Reproduce the listing from the line with "obj=woman mode=detect" to the line with "[97,88,119,101]", both included, keeping every request line unchanged. Multiply each bounding-box coordinate by 0.45 and round it to a whole number, with halves rounded up.

==== Rows ====

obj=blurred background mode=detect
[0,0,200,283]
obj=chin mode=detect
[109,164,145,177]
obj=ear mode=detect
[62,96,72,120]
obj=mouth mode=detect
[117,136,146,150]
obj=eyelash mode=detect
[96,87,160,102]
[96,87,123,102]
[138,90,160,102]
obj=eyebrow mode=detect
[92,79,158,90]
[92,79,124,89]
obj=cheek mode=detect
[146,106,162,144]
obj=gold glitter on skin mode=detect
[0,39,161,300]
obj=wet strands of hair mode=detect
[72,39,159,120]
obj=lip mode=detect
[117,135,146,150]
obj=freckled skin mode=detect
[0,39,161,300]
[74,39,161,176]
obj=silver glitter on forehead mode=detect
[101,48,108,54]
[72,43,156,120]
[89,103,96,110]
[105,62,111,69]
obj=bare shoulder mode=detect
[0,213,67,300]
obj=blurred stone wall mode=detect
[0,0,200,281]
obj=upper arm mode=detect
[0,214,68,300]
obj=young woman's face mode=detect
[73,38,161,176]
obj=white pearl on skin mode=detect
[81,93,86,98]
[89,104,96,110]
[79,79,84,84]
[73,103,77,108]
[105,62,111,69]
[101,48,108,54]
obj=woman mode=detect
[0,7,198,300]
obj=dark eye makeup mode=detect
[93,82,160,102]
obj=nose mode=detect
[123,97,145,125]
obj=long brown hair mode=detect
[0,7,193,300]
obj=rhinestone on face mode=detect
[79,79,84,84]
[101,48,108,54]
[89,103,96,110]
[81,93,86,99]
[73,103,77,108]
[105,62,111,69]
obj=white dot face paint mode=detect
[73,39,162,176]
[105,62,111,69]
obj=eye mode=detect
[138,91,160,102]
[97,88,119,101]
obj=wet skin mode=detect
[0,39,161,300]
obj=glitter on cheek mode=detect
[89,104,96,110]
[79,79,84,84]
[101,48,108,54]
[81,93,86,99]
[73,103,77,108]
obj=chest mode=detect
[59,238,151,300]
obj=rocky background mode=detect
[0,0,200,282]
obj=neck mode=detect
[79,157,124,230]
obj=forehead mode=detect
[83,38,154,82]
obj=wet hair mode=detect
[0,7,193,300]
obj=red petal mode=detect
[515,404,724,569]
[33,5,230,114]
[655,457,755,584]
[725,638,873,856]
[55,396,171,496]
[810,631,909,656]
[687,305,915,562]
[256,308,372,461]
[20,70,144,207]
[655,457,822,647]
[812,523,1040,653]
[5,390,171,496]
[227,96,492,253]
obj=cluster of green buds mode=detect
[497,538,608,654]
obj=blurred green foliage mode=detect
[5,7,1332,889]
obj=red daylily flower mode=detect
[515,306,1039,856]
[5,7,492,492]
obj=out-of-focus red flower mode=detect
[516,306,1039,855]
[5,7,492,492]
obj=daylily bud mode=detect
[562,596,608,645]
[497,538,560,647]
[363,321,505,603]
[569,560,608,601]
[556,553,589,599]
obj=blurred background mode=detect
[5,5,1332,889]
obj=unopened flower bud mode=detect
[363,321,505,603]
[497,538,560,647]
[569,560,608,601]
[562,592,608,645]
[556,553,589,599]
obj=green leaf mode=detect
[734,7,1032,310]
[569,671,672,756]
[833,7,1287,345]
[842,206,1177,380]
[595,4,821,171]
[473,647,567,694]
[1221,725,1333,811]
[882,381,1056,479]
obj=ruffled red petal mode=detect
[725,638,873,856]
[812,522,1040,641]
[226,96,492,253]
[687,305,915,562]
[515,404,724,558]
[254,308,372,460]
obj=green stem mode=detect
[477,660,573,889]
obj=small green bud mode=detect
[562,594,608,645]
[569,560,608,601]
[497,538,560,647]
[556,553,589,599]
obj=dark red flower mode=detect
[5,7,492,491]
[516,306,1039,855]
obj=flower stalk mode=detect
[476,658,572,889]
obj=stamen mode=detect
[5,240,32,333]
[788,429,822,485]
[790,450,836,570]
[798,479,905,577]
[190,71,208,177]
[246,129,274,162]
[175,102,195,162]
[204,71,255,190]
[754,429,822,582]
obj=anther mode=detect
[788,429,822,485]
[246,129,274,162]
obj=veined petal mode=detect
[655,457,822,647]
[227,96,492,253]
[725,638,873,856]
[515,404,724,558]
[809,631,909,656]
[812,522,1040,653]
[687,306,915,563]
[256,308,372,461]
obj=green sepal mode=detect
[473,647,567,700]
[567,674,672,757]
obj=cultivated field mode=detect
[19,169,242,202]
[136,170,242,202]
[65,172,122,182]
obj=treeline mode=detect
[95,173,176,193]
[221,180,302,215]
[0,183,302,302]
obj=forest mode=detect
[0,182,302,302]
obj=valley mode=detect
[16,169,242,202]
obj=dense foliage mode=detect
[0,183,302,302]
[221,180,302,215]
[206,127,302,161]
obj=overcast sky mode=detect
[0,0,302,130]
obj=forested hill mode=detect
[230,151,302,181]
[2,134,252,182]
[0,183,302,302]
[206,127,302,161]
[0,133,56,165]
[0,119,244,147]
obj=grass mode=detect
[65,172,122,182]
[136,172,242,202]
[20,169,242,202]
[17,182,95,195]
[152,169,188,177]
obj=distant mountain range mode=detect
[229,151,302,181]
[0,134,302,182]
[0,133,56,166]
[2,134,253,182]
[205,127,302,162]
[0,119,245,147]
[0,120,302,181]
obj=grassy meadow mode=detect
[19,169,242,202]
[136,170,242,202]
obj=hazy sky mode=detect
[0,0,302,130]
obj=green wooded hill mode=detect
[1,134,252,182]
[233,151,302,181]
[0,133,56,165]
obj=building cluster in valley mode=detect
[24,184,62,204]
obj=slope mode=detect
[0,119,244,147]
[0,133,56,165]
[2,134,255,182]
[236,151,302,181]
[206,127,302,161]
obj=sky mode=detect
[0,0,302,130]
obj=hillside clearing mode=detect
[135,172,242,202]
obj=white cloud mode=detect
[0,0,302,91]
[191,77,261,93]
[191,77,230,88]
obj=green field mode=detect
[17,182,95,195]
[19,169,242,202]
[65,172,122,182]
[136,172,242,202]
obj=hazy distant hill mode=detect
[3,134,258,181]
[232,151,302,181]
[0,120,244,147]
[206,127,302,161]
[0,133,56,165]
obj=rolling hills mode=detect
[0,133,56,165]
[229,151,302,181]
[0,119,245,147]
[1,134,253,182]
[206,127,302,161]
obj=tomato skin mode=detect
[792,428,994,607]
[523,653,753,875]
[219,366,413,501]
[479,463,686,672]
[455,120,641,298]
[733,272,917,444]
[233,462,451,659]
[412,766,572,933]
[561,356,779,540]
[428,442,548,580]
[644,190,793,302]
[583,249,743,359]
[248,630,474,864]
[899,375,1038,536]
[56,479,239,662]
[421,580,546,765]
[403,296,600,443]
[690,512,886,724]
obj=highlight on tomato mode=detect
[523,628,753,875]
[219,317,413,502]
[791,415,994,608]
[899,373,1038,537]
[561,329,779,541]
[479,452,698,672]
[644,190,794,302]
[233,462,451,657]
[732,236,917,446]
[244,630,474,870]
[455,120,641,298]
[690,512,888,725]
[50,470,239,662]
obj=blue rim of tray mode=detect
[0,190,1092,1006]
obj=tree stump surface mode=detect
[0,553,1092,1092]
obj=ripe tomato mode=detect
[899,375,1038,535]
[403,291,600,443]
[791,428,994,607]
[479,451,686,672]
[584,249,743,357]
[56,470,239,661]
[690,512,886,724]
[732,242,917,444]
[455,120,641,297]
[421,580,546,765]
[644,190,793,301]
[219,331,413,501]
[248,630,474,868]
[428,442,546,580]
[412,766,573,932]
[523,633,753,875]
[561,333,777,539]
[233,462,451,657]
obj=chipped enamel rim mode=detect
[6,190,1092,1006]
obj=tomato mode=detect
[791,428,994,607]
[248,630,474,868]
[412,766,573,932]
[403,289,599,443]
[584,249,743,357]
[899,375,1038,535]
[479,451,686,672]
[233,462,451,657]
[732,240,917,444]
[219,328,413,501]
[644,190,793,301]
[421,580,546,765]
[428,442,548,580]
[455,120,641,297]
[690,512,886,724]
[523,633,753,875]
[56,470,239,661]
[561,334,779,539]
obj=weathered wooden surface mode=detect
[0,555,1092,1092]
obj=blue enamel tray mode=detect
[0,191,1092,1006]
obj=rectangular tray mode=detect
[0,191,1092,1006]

====

#### [Result]
obj=woman mode=detect
[0,3,89,135]
obj=dark eye makeup mode=detect
[42,37,72,46]
obj=nose mode=detect
[55,44,65,56]
obj=long brown hair mode=detect
[0,3,87,135]
obj=rhinestone on face mode=detect
[36,36,38,38]
[45,22,49,24]
[40,46,43,50]
[36,42,39,45]
[33,46,35,49]
[47,28,50,31]
obj=white dot face paint mode=detect
[33,18,73,79]
[47,28,50,31]
obj=eye mode=detect
[62,41,72,46]
[44,40,54,45]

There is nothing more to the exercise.